### WHAT TO PRODUCE:
Copy out the material below, substituting "Drop a marker" for every "Place a pin" and leaving the rest unchanged.

### Items stored in a collection:
# # # #
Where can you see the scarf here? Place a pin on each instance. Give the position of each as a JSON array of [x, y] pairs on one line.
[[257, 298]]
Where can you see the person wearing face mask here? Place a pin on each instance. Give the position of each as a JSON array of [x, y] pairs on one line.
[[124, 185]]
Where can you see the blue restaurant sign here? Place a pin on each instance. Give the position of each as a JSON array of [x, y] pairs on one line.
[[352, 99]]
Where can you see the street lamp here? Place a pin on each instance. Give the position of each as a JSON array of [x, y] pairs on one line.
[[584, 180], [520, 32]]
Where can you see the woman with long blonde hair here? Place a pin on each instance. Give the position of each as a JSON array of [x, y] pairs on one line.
# # # #
### RESPONSE:
Where can you see the scarf here? Drop a marker on each instance. Give the position of each as a JSON array of [x, y] pairs on one line.
[[257, 298]]
Where can you see the person wearing face mask here? Drop a marker on each instance. Give the position of each as a JSON array of [x, y] pairs on one line.
[[124, 185]]
Where can you see the blue restaurant sign here? Drop a marker on each instance. Give the position of each as a JSON array of [x, y] pairs on one line.
[[352, 99]]
Where can you see the street lamp here? Drop a marker on each instance. Give the position of each as a JSON array of [x, y] pairs on one line.
[[584, 180], [520, 32]]
Where can you see the woman with long blonde hair here? Drop a marker on each instance. Give the position of each as a JSON array of [x, y] pairs on one line.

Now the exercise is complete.